-- What is asked --
How many lines in the listing below contain the word "window"? Reply with the number alone.

Begin

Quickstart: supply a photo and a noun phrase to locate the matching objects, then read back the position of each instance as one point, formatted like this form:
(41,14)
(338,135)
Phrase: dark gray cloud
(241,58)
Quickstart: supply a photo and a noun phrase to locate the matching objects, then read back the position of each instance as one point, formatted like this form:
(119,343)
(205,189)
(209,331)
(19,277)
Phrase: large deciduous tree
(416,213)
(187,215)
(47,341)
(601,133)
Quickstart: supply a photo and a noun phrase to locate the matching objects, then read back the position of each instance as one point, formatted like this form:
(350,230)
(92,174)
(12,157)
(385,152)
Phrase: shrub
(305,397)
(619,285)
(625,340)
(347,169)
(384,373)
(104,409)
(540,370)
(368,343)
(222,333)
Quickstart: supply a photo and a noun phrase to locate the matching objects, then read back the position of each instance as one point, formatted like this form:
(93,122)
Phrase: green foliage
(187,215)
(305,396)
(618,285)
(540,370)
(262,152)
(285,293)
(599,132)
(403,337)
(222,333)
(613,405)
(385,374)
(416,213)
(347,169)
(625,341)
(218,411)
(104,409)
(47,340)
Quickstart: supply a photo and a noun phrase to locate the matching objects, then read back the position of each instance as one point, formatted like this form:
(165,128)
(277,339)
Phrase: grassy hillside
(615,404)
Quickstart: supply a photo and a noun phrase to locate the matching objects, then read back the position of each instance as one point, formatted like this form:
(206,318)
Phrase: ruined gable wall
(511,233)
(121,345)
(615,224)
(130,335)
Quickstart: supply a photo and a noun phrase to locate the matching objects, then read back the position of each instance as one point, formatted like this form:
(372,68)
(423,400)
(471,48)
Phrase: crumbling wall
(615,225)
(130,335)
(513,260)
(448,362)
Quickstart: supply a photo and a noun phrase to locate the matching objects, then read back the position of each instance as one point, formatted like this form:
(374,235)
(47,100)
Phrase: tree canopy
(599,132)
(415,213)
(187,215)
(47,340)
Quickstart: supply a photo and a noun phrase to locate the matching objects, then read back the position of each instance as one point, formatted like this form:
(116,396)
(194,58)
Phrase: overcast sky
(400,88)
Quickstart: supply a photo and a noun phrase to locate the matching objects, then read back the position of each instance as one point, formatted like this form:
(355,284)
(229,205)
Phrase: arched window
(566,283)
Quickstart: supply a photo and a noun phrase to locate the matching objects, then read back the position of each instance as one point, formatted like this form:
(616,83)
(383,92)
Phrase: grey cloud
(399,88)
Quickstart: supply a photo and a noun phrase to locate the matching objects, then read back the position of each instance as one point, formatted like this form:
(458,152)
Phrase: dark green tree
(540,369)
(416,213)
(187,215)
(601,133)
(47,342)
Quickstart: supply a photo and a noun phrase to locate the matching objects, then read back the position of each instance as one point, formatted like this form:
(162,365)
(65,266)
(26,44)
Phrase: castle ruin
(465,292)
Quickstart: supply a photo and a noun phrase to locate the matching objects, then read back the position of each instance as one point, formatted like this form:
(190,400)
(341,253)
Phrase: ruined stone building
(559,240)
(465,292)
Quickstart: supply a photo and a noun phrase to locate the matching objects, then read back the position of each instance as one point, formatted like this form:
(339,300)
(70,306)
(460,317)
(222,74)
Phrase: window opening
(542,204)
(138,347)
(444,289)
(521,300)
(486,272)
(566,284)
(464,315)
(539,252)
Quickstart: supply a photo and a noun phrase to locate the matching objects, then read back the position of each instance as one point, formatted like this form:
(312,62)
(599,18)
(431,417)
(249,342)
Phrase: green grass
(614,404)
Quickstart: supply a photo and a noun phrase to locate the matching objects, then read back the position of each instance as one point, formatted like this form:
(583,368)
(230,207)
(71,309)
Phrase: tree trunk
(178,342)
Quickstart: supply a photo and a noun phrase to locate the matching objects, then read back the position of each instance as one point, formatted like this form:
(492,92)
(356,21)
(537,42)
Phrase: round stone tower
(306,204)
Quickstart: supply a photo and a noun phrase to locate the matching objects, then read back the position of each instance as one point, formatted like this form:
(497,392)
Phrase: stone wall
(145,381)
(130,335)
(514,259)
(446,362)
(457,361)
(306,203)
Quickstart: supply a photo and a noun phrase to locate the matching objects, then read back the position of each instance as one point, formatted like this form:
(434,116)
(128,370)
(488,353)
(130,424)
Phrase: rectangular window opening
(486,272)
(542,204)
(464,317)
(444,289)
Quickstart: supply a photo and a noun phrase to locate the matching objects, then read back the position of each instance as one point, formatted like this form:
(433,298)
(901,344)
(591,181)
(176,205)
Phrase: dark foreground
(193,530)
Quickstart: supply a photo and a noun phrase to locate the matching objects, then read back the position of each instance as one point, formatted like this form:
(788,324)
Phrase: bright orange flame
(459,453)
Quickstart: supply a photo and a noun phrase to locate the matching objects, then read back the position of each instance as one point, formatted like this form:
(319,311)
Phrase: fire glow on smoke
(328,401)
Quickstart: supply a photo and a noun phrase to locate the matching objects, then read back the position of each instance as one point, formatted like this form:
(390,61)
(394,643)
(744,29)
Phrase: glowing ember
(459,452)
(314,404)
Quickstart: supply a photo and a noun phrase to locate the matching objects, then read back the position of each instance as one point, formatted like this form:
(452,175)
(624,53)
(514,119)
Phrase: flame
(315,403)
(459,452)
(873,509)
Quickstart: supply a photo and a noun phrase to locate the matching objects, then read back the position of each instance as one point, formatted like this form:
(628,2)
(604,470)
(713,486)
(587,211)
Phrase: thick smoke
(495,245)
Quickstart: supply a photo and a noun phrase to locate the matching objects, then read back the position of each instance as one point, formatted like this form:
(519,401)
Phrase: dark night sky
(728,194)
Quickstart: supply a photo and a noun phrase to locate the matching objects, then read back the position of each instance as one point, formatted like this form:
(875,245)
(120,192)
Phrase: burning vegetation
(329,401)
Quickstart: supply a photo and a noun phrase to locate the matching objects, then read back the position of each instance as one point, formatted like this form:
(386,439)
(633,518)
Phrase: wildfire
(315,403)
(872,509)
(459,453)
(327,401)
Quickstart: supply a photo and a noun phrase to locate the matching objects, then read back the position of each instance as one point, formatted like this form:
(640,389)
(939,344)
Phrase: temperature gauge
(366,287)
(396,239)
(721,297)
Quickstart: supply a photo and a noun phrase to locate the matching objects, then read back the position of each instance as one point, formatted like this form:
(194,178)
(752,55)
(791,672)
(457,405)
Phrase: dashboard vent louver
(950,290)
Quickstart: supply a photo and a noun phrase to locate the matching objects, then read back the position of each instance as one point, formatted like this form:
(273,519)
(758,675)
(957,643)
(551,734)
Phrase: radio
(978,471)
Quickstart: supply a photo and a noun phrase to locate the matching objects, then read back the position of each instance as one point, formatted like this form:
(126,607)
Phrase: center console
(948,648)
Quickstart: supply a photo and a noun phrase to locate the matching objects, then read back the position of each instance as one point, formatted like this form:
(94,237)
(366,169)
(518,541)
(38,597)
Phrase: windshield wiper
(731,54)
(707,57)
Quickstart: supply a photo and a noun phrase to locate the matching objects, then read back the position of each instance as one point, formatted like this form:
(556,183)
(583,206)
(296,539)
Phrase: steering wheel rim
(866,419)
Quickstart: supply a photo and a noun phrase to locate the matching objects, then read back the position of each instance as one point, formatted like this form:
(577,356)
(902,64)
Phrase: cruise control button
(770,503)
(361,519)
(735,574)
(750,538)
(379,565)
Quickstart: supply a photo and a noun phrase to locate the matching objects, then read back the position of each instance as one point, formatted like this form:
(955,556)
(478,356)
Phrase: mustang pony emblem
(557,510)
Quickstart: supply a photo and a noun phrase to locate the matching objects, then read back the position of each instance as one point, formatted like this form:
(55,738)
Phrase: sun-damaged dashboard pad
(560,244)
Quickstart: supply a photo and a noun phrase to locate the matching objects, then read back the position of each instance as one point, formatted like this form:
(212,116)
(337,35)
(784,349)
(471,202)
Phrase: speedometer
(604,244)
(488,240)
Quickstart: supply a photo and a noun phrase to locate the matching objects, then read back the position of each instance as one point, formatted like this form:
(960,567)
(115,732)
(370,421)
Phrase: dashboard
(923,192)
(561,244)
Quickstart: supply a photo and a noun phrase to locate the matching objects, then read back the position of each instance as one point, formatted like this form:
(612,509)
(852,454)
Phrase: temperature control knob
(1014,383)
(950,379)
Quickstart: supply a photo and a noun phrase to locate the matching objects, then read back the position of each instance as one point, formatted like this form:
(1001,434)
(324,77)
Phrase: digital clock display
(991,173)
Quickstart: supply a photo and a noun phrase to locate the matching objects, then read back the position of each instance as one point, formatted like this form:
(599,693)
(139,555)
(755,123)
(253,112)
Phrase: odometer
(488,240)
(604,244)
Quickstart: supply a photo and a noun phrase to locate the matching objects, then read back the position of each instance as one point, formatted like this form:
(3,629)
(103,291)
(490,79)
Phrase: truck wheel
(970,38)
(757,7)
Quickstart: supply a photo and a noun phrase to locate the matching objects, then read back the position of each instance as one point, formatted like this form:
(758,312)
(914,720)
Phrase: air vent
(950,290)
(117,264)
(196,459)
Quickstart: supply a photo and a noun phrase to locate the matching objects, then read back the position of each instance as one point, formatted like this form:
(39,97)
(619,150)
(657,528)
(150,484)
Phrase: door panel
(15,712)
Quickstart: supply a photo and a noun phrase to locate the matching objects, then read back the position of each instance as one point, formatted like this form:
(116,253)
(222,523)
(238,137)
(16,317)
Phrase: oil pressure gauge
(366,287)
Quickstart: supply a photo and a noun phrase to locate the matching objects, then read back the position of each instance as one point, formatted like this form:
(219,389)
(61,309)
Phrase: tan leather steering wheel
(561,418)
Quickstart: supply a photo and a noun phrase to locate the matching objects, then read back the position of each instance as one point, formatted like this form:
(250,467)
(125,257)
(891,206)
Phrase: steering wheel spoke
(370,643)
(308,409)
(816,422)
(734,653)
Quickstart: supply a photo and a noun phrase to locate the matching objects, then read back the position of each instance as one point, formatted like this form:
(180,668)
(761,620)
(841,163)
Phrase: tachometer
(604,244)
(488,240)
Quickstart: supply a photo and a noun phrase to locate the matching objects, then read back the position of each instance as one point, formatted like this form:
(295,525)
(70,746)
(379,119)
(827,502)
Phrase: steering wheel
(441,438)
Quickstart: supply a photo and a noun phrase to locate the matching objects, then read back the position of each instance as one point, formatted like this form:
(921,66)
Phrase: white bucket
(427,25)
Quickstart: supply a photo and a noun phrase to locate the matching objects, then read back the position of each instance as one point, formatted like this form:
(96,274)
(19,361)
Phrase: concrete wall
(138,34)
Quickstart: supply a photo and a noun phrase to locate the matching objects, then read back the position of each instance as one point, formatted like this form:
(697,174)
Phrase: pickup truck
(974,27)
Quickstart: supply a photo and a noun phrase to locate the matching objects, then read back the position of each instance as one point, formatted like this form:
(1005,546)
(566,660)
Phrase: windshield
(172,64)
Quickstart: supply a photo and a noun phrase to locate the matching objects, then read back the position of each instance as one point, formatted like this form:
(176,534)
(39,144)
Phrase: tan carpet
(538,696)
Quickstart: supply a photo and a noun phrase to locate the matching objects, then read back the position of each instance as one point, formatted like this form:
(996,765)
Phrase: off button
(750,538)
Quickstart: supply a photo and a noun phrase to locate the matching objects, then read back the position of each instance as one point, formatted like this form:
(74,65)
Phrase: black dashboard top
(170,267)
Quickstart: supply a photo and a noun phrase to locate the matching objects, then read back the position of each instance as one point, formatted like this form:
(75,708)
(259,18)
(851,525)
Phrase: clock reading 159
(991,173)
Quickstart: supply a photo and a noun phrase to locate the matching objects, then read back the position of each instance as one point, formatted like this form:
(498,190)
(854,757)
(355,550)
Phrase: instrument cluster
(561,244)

End

-- Output for this task --
3